EXCERPTED TEXT >>
The Reserve Bank of India (RBI) has hiked the repo rate by another 50 basis, or 0.50 percent, making lending costlier, as it seeks to tame India’s stubborn inflation rate.
The central bank has projected the inflation rate to be 6.7 percent for fiscal year 2022-23 (FY23), up from 5.7 percent earlier. GDP forecast has been retained at 7.2 percent.
All these are expected to have a sharp bearing on the startup ecosystem as several companies have or are laying off staff citing pessimistic macroeconomic outlook. The hike in the repo rate—at which RBI lends short-term funds to commercial banks—would also likely impact the fintech sector, particularly companies involved in lending and ‘buy now, pay later’ (BNPL) products.
RBI Governor Shaktikanta Das
The repo rate hike to 4.9 percent is the second in a span of five weeks, following RBI Governor Shaktikanta Das’ surprise increase in May. The latest hike was an unanimous decision of the monetary policy committee.

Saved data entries
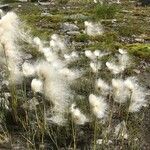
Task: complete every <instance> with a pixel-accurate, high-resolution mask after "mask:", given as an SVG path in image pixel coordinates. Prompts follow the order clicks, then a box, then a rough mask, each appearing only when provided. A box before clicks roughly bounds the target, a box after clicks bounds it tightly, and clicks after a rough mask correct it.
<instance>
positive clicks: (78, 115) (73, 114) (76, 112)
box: [70, 104, 88, 125]
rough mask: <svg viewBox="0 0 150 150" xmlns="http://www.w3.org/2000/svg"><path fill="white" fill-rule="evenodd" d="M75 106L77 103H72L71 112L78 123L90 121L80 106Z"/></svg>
mask: <svg viewBox="0 0 150 150" xmlns="http://www.w3.org/2000/svg"><path fill="white" fill-rule="evenodd" d="M75 107H76V105H75V104H72V105H71V108H70V112H71V115H72V117H73V120H74V122H75V123H76V124H78V125H84V124H85V123H86V122H88V119H87V118H86V116H85V115H83V114H82V113H81V111H80V110H79V109H78V108H75Z"/></svg>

EXERCISES >>
[1] Answer these questions from the article on the RBI repo rate hike:
(a) What inflation rate has the central bank projected for fiscal year 2022-23?
(b) At what level has the GDP forecast been retained?
(c) To what level does the latest hike take the repo rate?
[2] Carry the article on the RBI repo rate hike forward by a few sentences, starting after its final sentence.

ANSWERS PER TASK >>
[1]
(a) 6.7 percent
(b) 7.2 percent
(c) 4.9 percent

[2]
In his post-policy statement, Governer Das highlighted that during these difficult and challenging times, the Indian economy has remained resilient, supported by strong macroeconomic fundamentals and buffers.
“The recovery has gained momentum despite the pandemic and the war,” Governor Das said. “On the other hand, inflation has steeply increased much beyond the upper tolerance level.”
A large part of the rise in inflation, in RBI’s view, is primarily attributed to a series of supply shocks linked to the war. “In these circumstances, we have started a gradual and orderly withdrawal of extraordinary accommodation instituted during the pandemic,” Governor Das added.
The increase, however, was on the expected lines for market participants. The stock markets opened lower in early morning trade though the decline was not very sharp.